-- start Exercise data --

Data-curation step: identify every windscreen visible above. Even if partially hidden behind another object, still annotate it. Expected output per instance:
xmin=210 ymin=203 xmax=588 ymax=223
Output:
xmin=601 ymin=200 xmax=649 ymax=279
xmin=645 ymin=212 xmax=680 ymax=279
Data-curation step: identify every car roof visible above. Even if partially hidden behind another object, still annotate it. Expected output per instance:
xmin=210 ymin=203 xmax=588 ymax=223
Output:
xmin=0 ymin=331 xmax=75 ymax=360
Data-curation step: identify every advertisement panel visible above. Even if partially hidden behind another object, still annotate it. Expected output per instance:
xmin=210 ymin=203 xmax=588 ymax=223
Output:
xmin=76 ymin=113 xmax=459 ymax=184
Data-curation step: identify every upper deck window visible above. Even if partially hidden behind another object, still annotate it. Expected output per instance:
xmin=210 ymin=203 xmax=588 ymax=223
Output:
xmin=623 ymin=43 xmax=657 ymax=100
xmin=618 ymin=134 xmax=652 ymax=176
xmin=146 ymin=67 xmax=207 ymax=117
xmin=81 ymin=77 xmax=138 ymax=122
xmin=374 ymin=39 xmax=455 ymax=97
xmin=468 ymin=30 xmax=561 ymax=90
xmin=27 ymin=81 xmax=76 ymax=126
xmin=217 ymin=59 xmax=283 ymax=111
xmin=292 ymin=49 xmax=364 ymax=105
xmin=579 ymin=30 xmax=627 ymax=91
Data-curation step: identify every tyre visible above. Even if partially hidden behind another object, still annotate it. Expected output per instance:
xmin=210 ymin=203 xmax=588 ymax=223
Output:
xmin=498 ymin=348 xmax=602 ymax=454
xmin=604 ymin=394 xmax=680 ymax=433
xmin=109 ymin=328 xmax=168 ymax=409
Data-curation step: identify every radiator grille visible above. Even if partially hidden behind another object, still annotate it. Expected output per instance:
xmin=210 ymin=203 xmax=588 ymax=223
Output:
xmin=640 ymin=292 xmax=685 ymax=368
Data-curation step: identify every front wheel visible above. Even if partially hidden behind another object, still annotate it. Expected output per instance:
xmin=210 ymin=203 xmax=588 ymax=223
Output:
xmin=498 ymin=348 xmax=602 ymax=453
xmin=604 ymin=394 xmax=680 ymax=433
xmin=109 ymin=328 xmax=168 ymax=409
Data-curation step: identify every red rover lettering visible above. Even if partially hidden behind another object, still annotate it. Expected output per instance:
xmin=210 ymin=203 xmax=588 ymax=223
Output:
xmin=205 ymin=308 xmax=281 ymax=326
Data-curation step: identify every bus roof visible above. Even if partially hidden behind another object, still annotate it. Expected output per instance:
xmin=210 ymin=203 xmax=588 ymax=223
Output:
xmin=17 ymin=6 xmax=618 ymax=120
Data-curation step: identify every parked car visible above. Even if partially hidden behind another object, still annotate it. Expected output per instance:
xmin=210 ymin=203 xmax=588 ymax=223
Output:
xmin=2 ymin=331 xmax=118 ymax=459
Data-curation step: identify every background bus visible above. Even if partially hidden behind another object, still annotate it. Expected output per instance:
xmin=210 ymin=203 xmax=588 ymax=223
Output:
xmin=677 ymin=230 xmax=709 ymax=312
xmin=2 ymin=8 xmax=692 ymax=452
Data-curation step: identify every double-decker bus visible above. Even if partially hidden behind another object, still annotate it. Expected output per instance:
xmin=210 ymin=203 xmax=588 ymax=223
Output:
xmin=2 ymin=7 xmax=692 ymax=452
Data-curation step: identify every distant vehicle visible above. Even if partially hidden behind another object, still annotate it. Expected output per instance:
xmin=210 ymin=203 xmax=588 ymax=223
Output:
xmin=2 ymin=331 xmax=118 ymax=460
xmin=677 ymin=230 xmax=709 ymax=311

-- end Exercise data --

Copy out all of these lines word for word.

Exercise result:
Data-curation step: identify every windscreen visible above. Even if partially hidden behind another object, still annotate it. Expected output per instance:
xmin=210 ymin=203 xmax=588 ymax=223
Output:
xmin=601 ymin=200 xmax=649 ymax=279
xmin=645 ymin=212 xmax=680 ymax=279
Data-curation step: identify every car roof visible above. Even if partially hidden behind another object, still annotate it. Expected output per instance:
xmin=210 ymin=203 xmax=588 ymax=223
Output:
xmin=0 ymin=331 xmax=75 ymax=360
Data-curation step: identify every advertisement panel visible above. Even if partially hidden behind another object, still annotate it. Expected output per instance:
xmin=210 ymin=203 xmax=588 ymax=223
Output:
xmin=76 ymin=113 xmax=459 ymax=184
Data-curation step: identify every upper deck window visible above. Even if partially hidden behind another object, still annotate it. Expected output per instance:
xmin=210 ymin=203 xmax=588 ymax=223
Output:
xmin=623 ymin=43 xmax=657 ymax=100
xmin=618 ymin=134 xmax=652 ymax=176
xmin=146 ymin=67 xmax=207 ymax=117
xmin=81 ymin=77 xmax=138 ymax=122
xmin=374 ymin=39 xmax=455 ymax=97
xmin=468 ymin=30 xmax=561 ymax=90
xmin=27 ymin=81 xmax=76 ymax=126
xmin=217 ymin=59 xmax=283 ymax=111
xmin=292 ymin=49 xmax=364 ymax=105
xmin=579 ymin=30 xmax=627 ymax=91
Data-curation step: identify every tyre visible above. Even if partially hidden behind another object, still annotate it. Expected output per instance:
xmin=210 ymin=203 xmax=588 ymax=223
Output:
xmin=498 ymin=348 xmax=602 ymax=454
xmin=604 ymin=394 xmax=680 ymax=433
xmin=109 ymin=328 xmax=168 ymax=409
Data-curation step: identify every radiator grille visible above. Even if partially hidden behind another object, still annotate it. Expected output per instance:
xmin=210 ymin=203 xmax=588 ymax=223
Output:
xmin=640 ymin=292 xmax=685 ymax=368
Data-curation step: identify every front wheel visible above. Even if partially hidden behind another object, still annotate it. Expected output per instance:
xmin=210 ymin=203 xmax=588 ymax=223
Output:
xmin=498 ymin=348 xmax=602 ymax=453
xmin=604 ymin=394 xmax=680 ymax=433
xmin=109 ymin=328 xmax=168 ymax=409
Data-curation step: identify every red rover lettering visible above. Even if partially hidden behind another object, still annotate it. Expected output per instance:
xmin=210 ymin=203 xmax=588 ymax=223
Output:
xmin=205 ymin=308 xmax=281 ymax=326
Data-curation step: identify every bus roof visible above. Even if partially hidden behind another object, still annotate it. Expected output per instance:
xmin=210 ymin=203 xmax=588 ymax=223
Output:
xmin=17 ymin=6 xmax=618 ymax=120
Data-curation step: identify every parked car visible above. Even if partially hidden behind another object, still annotate it. Expected output per instance:
xmin=210 ymin=203 xmax=588 ymax=223
Output:
xmin=2 ymin=331 xmax=118 ymax=459
Data-curation step: identify every background bus visible above. Even if partially hidden behind another object, still annotate it. Expected output per instance:
xmin=210 ymin=203 xmax=588 ymax=223
Output:
xmin=677 ymin=230 xmax=709 ymax=312
xmin=2 ymin=8 xmax=692 ymax=452
Data-curation step: identify every double-decker bus visible above. Even if partially hidden behind another object, still annotate it. Expected output per instance:
xmin=210 ymin=203 xmax=588 ymax=223
Output:
xmin=2 ymin=7 xmax=692 ymax=452
Data-curation step: identify every distant vehicle visible above. Even if partially hidden behind another object, still annotate it. Expected output per instance:
xmin=210 ymin=203 xmax=588 ymax=223
Output:
xmin=2 ymin=331 xmax=118 ymax=460
xmin=677 ymin=230 xmax=709 ymax=311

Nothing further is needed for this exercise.